**EXERCISE BRIEF**. All entries must be repeated exactly; do not include the pictures.
········
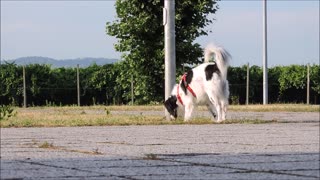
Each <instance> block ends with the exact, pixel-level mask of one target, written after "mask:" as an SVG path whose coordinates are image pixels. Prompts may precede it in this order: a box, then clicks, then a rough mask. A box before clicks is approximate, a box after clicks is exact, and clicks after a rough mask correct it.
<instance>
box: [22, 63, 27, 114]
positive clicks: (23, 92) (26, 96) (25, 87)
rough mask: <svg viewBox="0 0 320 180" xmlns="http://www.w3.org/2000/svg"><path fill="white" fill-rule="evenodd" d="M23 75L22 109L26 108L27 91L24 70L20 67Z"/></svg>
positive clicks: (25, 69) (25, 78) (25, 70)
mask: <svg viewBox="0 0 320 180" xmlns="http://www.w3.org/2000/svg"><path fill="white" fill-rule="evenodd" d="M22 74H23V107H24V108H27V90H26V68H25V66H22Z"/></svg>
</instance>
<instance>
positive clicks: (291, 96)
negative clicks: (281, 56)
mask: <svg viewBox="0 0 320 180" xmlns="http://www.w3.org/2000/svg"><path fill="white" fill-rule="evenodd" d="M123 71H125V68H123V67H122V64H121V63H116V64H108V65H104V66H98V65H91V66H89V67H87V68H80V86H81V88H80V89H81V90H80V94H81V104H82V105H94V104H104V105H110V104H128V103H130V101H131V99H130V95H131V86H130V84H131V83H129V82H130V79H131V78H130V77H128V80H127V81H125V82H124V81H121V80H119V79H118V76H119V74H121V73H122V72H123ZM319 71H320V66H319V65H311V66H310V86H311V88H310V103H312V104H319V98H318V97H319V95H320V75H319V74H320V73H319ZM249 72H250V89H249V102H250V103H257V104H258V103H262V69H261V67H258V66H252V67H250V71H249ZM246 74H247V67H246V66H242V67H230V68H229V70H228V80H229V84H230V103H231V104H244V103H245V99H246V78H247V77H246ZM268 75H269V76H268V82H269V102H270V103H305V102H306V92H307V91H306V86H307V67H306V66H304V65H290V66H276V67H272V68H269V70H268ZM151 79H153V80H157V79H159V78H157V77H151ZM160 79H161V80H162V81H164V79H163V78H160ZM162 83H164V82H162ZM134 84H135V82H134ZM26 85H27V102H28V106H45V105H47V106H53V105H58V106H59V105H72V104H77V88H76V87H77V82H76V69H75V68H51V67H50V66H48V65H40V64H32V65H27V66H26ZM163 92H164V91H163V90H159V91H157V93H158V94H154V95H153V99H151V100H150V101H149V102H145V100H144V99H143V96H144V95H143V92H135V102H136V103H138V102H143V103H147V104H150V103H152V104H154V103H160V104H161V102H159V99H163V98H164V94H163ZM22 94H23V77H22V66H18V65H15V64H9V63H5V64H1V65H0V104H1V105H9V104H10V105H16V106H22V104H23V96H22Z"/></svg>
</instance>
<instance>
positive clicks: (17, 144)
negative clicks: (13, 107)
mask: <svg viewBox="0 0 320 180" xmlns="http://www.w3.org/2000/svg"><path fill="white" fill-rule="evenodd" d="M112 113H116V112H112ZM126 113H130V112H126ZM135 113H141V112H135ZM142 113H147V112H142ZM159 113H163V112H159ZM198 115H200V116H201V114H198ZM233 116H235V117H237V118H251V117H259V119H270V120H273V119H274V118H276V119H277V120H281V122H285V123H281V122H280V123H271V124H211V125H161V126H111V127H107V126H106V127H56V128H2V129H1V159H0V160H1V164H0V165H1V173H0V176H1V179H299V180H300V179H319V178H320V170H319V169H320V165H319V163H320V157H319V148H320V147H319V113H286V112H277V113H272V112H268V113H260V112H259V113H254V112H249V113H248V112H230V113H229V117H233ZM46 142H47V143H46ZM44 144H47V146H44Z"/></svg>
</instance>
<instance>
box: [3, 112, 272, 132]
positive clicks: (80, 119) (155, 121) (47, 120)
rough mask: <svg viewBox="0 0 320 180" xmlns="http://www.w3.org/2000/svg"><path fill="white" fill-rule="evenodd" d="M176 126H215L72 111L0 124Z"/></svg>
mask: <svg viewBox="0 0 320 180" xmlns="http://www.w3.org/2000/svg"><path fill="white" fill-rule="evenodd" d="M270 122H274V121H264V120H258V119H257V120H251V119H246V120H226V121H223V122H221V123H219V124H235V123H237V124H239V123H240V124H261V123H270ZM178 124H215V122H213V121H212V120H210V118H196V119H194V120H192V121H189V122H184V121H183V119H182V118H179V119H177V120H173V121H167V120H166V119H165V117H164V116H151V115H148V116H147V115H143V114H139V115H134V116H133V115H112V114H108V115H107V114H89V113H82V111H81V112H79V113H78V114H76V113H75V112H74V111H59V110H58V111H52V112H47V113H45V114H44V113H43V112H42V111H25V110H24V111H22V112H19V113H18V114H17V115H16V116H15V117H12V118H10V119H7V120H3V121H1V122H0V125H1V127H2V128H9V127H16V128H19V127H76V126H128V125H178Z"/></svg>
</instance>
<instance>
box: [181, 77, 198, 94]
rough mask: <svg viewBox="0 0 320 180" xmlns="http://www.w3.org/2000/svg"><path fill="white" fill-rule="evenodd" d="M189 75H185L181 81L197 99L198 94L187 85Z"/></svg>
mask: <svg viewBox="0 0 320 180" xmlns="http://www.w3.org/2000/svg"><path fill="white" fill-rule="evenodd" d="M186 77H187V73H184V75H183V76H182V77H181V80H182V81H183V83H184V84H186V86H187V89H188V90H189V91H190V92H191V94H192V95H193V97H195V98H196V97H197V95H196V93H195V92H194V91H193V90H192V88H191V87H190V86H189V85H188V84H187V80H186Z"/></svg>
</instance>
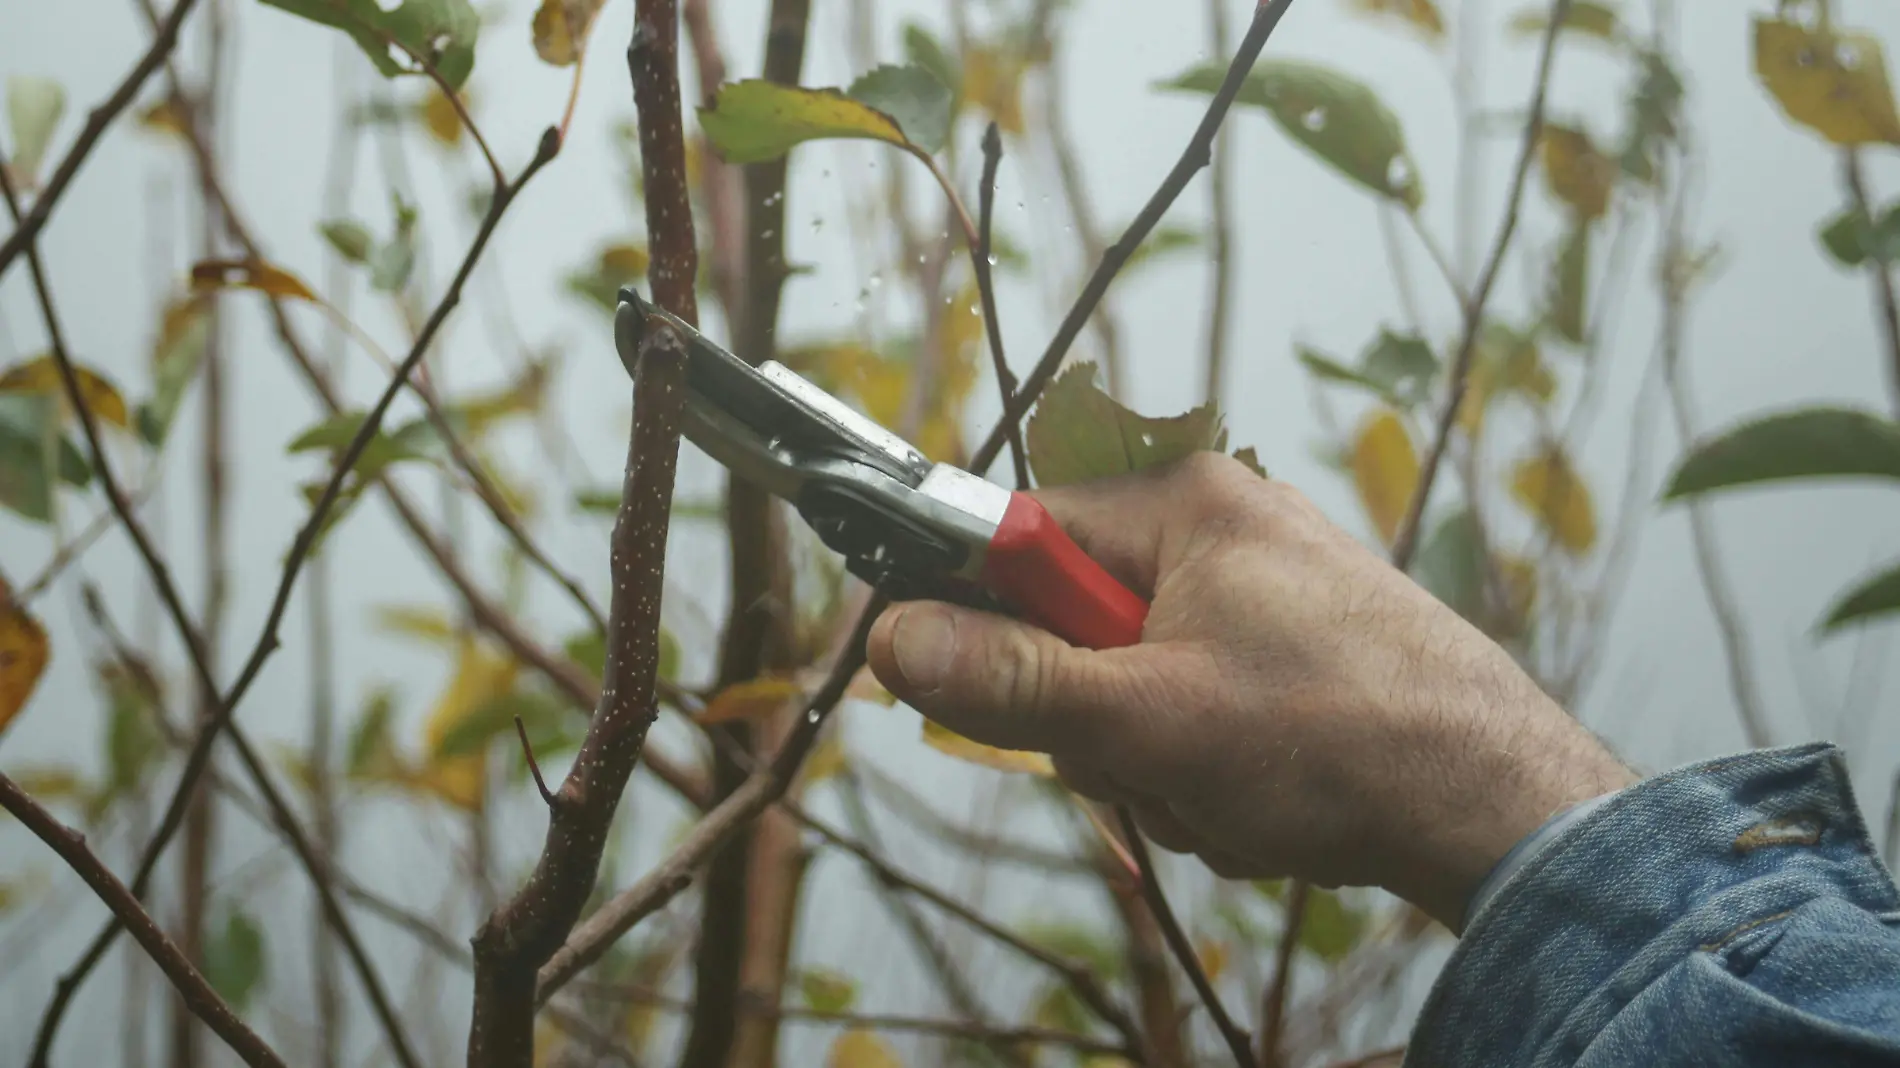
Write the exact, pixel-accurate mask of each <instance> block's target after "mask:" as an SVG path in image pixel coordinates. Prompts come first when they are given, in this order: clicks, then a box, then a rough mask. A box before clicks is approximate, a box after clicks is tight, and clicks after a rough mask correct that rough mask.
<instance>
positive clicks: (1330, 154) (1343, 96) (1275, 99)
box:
········
**ANSWER SECTION**.
Each <instance> block ends with the exact, pixel-level mask of one target, written after "mask:" as an SVG path whose coordinates are image pixels. Prompts may precede it in this order: a box, then clicks, then a rough mask. A box before clicks is approximate, a box after clicks is exact, and clicks after a rough mask correct it.
<instance>
box: [22, 63, 27, 114]
positive clicks: (23, 92) (26, 96) (25, 87)
rough mask: <svg viewBox="0 0 320 180" xmlns="http://www.w3.org/2000/svg"><path fill="white" fill-rule="evenodd" d="M23 75L22 109L26 108L27 91L24 70L20 67Z"/></svg>
positive clicks: (25, 69) (25, 78) (25, 70)
mask: <svg viewBox="0 0 320 180" xmlns="http://www.w3.org/2000/svg"><path fill="white" fill-rule="evenodd" d="M22 74H23V107H24V108H27V90H26V68H25V66H22Z"/></svg>
</instance>
<instance>
positive clicks: (291, 96)
negative clicks: (281, 56)
mask: <svg viewBox="0 0 320 180" xmlns="http://www.w3.org/2000/svg"><path fill="white" fill-rule="evenodd" d="M123 71H125V68H123V67H122V64H121V63H116V64H108V65H104V66H98V65H91V66H89V67H87V68H80V86H81V88H80V89H81V90H80V94H81V104H82V105H94V104H104V105H110V104H128V103H130V101H131V99H130V95H131V86H130V84H131V83H129V82H130V79H131V78H130V77H128V80H127V81H125V82H124V81H121V80H119V79H118V76H119V74H121V73H122V72H123ZM319 71H320V66H319V65H311V66H310V86H311V88H310V103H312V104H319V98H318V97H319V95H320V75H319V74H320V73H319ZM249 72H250V89H249V102H250V103H257V104H258V103H262V69H261V67H258V66H252V67H250V71H249ZM246 74H247V67H246V66H242V67H230V68H229V70H228V80H229V84H230V103H231V104H244V103H245V99H246V78H247V77H246ZM268 75H269V76H268V82H269V102H270V103H305V102H306V92H307V91H306V86H307V67H306V66H304V65H290V66H276V67H272V68H269V70H268ZM151 79H153V80H157V79H159V78H157V77H151ZM160 79H161V80H162V81H164V79H163V78H160ZM162 83H164V82H162ZM134 84H135V82H134ZM26 85H27V102H28V106H45V105H47V106H53V105H58V106H59V105H72V104H77V88H76V87H77V82H76V69H75V68H51V67H50V66H48V65H40V64H32V65H27V66H26ZM163 92H164V91H163V90H159V91H157V93H158V94H154V95H153V99H151V100H150V101H149V102H145V100H144V99H143V96H144V95H143V92H135V102H136V103H138V102H143V103H147V104H150V103H152V104H154V103H160V104H161V102H159V99H163V98H164V94H163ZM22 94H23V77H22V66H18V65H15V64H9V63H5V64H1V65H0V104H1V105H9V104H10V105H16V106H22V104H23V96H22Z"/></svg>
</instance>
<instance>
positive clicks: (17, 144)
negative clicks: (13, 107)
mask: <svg viewBox="0 0 320 180" xmlns="http://www.w3.org/2000/svg"><path fill="white" fill-rule="evenodd" d="M112 113H116V112H112ZM126 113H130V112H126ZM135 113H141V112H135ZM142 113H147V112H142ZM159 113H163V112H159ZM198 115H200V116H201V114H198ZM233 116H235V117H237V118H251V117H259V119H270V120H273V119H274V118H276V119H277V120H281V122H285V123H281V122H280V123H271V124H211V125H161V126H111V127H107V126H106V127H56V128H2V129H1V159H0V160H1V164H0V165H1V173H0V176H1V179H299V180H300V179H319V178H320V170H319V169H320V165H319V163H320V157H319V148H320V147H319V113H286V112H277V113H272V112H268V113H260V112H259V113H254V112H249V113H248V112H230V113H229V117H233ZM46 142H47V143H46ZM44 144H47V146H44Z"/></svg>
</instance>
<instance>
box: [3, 112, 272, 132]
positive clicks: (80, 119) (155, 121) (47, 120)
rough mask: <svg viewBox="0 0 320 180" xmlns="http://www.w3.org/2000/svg"><path fill="white" fill-rule="evenodd" d="M176 126H215L72 111L0 124Z"/></svg>
mask: <svg viewBox="0 0 320 180" xmlns="http://www.w3.org/2000/svg"><path fill="white" fill-rule="evenodd" d="M270 122H274V121H264V120H258V119H257V120H251V119H246V120H226V121H223V122H221V123H219V124H235V123H237V124H239V123H240V124H261V123H270ZM178 124H215V122H213V121H212V120H210V118H196V119H194V120H192V121H189V122H184V121H183V119H182V118H179V119H177V120H173V121H167V120H166V119H165V117H164V116H151V115H148V116H147V115H143V114H139V115H134V116H133V115H112V114H108V115H107V114H89V113H82V111H81V112H79V113H78V114H76V113H75V112H74V111H59V110H58V111H52V112H47V113H45V114H44V113H43V112H42V111H25V110H24V111H22V112H19V113H18V114H17V115H16V116H15V117H12V118H10V119H7V120H3V121H1V122H0V125H1V127H2V128H9V127H16V128H19V127H76V126H128V125H178Z"/></svg>
</instance>
<instance>
box: [181, 77, 198, 94]
rough mask: <svg viewBox="0 0 320 180" xmlns="http://www.w3.org/2000/svg"><path fill="white" fill-rule="evenodd" d="M189 75H185L181 81L197 99L198 94L187 85Z"/></svg>
mask: <svg viewBox="0 0 320 180" xmlns="http://www.w3.org/2000/svg"><path fill="white" fill-rule="evenodd" d="M186 77H187V73H184V75H183V76H182V77H181V80H182V81H183V83H184V84H186V86H187V89H188V90H189V91H190V92H191V94H192V95H193V97H195V98H196V97H197V95H196V93H195V92H194V91H193V90H192V88H191V87H190V86H189V85H188V84H187V80H186Z"/></svg>
</instance>
Write the exact, pixel-accurate mask of each <instance> block's target after "mask:" as an SVG path in image pixel coordinates. Prompts come first when they are given, in this order: clicks, then a box, then a rough mask. A box before clicks is approximate, a box after clicks is tight, and clicks after a rough mask correct that rough mask.
<instance>
positive clicks: (1330, 154) (1343, 96) (1275, 99)
box:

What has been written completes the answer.